§ **Request**: Select every line in the items below that contains the string "white", and copy each of those lines. Case counts.

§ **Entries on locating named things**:

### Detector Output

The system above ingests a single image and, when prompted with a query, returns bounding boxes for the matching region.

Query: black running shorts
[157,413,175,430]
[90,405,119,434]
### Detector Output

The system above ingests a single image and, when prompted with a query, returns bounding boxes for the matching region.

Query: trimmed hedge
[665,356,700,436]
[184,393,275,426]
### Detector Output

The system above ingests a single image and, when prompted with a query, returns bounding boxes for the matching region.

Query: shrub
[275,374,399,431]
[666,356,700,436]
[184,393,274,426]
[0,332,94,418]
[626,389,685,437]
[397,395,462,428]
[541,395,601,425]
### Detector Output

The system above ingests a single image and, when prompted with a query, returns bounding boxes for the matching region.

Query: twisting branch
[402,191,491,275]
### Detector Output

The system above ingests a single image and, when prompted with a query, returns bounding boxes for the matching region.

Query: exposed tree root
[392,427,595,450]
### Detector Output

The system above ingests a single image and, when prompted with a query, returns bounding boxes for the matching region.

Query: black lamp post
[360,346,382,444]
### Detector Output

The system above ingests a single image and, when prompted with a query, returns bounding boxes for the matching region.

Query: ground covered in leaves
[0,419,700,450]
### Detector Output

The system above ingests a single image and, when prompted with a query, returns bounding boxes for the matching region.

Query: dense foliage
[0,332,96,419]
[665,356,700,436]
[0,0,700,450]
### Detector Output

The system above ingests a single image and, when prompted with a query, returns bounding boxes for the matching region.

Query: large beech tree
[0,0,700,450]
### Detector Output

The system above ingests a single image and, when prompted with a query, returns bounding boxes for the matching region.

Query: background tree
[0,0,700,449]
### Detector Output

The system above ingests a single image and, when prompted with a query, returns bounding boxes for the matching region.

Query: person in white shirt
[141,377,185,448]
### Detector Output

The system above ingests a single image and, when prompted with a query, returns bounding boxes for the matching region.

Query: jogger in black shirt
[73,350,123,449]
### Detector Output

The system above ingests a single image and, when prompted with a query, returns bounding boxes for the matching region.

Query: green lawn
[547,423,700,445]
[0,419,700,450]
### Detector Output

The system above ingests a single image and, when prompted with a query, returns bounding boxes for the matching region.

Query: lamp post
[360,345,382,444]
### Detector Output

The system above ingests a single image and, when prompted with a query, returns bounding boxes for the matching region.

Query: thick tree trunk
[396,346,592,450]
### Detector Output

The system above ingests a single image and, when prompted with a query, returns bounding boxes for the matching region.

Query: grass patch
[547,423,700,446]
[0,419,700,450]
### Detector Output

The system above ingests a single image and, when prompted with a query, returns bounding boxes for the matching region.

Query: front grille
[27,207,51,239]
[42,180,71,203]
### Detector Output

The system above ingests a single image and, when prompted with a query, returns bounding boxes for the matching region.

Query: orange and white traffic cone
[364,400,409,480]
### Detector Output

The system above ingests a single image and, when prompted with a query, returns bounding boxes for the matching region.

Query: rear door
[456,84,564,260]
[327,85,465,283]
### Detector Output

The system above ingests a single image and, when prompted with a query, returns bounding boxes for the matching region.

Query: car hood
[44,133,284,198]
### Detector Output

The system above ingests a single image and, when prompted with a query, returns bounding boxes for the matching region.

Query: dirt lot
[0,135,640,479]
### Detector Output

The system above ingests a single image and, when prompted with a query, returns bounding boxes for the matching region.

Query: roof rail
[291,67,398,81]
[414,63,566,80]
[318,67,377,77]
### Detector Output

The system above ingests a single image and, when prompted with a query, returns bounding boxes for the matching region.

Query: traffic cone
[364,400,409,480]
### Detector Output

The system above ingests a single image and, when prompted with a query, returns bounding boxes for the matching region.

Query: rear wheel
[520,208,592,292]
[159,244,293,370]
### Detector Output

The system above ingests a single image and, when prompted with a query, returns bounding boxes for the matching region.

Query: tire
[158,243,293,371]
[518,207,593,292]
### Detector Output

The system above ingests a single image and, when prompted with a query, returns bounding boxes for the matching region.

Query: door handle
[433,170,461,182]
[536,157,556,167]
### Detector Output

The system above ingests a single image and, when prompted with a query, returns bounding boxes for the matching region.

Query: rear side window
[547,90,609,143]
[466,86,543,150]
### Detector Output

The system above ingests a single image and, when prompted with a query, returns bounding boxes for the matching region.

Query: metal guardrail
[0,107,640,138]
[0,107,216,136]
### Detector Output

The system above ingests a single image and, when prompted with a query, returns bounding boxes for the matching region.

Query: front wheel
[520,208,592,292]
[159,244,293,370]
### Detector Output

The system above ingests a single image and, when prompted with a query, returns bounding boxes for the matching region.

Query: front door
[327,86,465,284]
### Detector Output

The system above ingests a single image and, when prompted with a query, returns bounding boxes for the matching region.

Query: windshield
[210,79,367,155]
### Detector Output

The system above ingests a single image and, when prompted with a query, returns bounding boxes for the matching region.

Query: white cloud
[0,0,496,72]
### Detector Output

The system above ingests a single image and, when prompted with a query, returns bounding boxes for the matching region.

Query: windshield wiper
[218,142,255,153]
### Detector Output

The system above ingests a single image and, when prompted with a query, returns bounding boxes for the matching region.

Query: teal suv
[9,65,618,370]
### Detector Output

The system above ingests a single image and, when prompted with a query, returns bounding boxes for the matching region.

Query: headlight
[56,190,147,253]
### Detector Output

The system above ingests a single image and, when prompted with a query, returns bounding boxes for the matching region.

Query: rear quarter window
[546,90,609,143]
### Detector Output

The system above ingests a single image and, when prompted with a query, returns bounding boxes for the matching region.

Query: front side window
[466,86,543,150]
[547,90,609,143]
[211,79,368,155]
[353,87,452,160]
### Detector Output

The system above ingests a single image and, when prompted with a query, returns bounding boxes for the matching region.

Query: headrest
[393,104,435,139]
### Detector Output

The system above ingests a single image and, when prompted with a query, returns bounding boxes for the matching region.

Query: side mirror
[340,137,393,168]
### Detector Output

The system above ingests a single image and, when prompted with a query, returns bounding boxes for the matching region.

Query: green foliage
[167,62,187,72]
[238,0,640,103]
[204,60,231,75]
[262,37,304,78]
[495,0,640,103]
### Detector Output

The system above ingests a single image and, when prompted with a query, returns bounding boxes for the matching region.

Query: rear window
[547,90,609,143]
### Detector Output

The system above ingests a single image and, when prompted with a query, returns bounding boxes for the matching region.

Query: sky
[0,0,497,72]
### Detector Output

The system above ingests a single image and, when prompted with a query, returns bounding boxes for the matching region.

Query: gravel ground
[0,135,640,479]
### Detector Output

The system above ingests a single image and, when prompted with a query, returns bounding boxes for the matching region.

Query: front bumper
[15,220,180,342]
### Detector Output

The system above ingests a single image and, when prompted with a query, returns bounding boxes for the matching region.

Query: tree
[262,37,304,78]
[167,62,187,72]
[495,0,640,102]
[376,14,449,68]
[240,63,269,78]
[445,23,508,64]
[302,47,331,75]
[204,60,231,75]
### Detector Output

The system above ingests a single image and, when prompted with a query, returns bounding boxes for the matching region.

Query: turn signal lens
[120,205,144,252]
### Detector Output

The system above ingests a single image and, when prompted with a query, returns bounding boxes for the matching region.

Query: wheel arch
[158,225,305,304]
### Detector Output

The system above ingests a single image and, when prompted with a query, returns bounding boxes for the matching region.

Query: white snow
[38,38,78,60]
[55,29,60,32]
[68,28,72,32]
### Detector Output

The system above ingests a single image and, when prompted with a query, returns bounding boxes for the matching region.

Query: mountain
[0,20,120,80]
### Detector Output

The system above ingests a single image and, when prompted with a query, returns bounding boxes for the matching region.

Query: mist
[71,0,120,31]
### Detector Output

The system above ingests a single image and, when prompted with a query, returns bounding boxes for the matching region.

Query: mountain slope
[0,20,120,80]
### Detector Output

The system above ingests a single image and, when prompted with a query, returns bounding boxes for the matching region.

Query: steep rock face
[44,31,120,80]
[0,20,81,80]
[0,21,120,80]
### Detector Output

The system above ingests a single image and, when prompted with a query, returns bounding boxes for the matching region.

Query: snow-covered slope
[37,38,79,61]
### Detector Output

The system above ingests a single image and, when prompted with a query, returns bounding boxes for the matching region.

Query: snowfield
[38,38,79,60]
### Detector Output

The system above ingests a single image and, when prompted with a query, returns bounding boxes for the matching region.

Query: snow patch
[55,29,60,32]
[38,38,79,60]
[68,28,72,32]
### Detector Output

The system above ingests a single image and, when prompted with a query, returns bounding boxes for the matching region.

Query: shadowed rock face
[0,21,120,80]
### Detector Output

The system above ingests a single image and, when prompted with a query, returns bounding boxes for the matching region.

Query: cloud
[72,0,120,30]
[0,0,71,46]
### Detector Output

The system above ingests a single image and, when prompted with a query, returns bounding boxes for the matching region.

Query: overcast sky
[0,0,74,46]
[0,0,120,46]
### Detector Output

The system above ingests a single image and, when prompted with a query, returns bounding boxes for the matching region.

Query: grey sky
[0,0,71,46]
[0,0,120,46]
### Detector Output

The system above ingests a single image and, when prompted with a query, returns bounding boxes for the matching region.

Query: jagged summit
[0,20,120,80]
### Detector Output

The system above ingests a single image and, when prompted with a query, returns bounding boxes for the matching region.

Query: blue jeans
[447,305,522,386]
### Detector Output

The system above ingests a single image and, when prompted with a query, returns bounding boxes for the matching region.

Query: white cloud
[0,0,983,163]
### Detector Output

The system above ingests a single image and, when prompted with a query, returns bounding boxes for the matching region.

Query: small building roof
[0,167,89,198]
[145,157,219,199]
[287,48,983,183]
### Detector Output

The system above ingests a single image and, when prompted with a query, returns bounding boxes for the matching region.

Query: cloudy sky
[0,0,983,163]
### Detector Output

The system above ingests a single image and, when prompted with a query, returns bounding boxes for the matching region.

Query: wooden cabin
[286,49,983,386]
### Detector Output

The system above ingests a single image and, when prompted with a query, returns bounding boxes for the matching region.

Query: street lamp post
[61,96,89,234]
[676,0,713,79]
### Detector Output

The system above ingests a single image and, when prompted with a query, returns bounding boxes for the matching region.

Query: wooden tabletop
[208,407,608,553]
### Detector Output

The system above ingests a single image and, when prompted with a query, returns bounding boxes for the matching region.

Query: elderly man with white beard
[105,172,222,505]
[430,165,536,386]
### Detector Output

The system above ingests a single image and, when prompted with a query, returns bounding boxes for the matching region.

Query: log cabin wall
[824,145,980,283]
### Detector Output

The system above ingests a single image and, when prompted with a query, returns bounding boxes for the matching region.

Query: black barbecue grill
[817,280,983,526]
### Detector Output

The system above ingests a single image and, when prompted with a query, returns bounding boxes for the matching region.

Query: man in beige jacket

§ **Result below**:
Query: person in white shirt
Query: orange and white traffic cone
Query: white cloud
Query: white snow
Query: white cloud
Query: elderly man with white beard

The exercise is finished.